### Teks Bacaan
KAKS Unhas Soroti Dugaan Kasus di KPI dan Ekspos TV ke Saiful Jamil

Ujung-ujungnya, korban tetap jadi yang paling menderita

Makassar, IDN Times - Selama sepekan terakhir, masyarakat menyoroti dua hal yang menyangkut dunia penyiaran nasional. Pertama pada Rabu lalu (1/9/2021), saat pegawai Komisi Penyiaran Indonesia (KPI) berinisial MS mengungkap dugaan perundungan dan pelecehan seksual yang ia alami di tempat kerjanya.

Kedua, kecaman masyarakat atas munculnya Saiful Jamil di layar kaca. Penyanyi dangdut itu dijatuhi hukuman lima tahun penjara pada 2016 usai terbukti bersalah atas kasus pencabulan anak. Bebas pada Kamis silam (2/9/2021), ia langsung diundang mengisi program pagi salah satu stasiun televisi swasta.

### Informasi yang Ditampilkan
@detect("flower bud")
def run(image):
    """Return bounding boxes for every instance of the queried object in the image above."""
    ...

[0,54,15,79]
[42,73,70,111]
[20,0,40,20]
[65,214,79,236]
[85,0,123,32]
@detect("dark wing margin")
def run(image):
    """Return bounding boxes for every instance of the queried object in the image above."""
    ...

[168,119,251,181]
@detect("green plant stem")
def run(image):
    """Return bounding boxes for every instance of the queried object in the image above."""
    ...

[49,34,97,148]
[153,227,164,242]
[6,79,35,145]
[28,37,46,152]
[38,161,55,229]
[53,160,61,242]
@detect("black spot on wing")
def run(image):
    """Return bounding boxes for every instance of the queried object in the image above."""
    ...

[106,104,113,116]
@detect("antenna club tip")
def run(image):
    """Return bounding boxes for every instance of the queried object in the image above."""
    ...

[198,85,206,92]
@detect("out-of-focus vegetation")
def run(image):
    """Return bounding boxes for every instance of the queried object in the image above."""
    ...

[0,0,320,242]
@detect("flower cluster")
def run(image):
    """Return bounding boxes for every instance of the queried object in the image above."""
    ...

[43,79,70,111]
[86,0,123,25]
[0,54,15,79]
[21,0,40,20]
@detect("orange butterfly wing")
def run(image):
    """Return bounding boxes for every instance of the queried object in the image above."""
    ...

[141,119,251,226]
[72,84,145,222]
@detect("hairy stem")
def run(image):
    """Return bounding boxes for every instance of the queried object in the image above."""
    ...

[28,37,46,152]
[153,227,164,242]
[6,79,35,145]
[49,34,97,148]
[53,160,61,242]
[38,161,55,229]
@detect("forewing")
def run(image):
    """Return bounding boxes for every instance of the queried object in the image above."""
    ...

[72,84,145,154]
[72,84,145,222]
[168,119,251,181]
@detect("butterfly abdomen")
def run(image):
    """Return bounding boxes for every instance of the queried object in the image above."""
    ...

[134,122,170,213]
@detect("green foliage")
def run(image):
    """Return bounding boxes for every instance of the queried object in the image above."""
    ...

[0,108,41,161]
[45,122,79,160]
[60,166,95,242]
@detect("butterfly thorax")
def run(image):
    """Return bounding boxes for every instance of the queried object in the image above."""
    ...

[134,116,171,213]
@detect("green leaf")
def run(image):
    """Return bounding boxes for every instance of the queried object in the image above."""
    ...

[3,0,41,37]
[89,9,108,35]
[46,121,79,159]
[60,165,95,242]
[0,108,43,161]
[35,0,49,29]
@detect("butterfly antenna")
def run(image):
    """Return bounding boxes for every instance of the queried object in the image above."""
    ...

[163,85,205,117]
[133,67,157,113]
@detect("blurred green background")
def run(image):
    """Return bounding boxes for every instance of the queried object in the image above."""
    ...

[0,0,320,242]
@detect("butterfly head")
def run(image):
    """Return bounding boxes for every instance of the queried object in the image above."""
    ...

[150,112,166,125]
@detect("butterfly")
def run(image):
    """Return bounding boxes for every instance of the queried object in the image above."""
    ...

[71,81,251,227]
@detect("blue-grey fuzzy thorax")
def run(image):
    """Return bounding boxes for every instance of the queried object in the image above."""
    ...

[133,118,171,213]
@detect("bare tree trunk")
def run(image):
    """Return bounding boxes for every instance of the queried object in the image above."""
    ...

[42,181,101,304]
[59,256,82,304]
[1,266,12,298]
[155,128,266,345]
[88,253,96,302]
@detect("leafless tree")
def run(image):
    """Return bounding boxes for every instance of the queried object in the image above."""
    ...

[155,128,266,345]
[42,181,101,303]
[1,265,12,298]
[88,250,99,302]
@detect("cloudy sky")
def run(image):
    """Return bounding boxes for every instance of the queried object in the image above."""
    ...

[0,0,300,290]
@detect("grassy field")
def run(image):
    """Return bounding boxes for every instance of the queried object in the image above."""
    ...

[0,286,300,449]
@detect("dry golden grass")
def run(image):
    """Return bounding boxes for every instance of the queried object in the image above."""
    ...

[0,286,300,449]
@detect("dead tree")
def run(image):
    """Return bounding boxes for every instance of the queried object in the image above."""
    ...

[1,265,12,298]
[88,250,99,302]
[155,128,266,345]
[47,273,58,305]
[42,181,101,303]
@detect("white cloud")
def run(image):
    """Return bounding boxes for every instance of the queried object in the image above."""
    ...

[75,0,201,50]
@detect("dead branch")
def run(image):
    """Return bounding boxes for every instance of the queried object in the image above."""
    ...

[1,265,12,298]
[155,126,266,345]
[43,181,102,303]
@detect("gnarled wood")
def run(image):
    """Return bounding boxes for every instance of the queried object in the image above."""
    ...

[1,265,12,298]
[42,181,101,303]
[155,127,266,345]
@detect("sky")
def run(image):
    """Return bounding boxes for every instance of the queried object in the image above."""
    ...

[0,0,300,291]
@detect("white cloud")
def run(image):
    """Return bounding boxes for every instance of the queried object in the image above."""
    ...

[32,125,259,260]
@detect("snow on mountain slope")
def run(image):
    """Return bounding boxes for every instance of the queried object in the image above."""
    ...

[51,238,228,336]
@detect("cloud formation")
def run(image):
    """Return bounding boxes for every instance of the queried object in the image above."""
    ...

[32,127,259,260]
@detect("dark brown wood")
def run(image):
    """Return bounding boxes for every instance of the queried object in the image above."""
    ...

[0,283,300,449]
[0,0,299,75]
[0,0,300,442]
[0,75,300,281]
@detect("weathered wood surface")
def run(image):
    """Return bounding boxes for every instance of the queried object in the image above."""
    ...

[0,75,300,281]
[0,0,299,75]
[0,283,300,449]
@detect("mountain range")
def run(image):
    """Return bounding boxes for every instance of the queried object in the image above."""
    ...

### Tugas yang Dikerjakan
1. Jawablah pertanyaan berikut berdasarkan teks berita tentang KPI dan Saiful Jamil.
(a) Pada hari dan tanggal berapa pegawai KPI berinisial MS mengungkap dugaan perundungan dan pelecehan seksual yang dialaminya?
(b) Berapa lama hukuman penjara yang dijatuhkan kepada Saiful Jamil pada 2016?
(c) Pada hari dan tanggal berapa Saiful Jamil bebas?
2. Teruskan teks berita tentang KPI dan Saiful Jamil mulai dari kalimat setelah bagian terakhirnya.

### Hasil Jawaban
1.
(a) Rabu, 1 September 2021 (1/9/2021).
(b) Lima tahun penjara.
(c) Kamis, 2 September 2021 (2/9/2021).

2.
Usai memancing reaksi negatif publik, kedua kasus ini akhirnya direspons oleh pihak terkait. Dugaan kasus di KPI segera naik ke penyidikan. Lalu pada Senin kemarin (6/9/2021), Wakil Ketua KPI Pusat Mulyo Hadi meminta semua TV tak merayakan kebebasan Saiful Jamil.

1. KAKS Unhas menyebut kedua kasus punya benang merah yang sama

KAKS Unhas Soroti Dugaan Kasus di KPI dan Ekspos TV ke Saiful JamilIlustrasi Pelecehan (IDN Times/Mardya Shakti)

Bagi Komite Anti Kekerasan Seksual (KAKS) Universitas Hasanuddin (Unhas), kedua kasus tersebut punya garis merah yang sama yakni ada trauma yang membekas amat dalam bagi para korban.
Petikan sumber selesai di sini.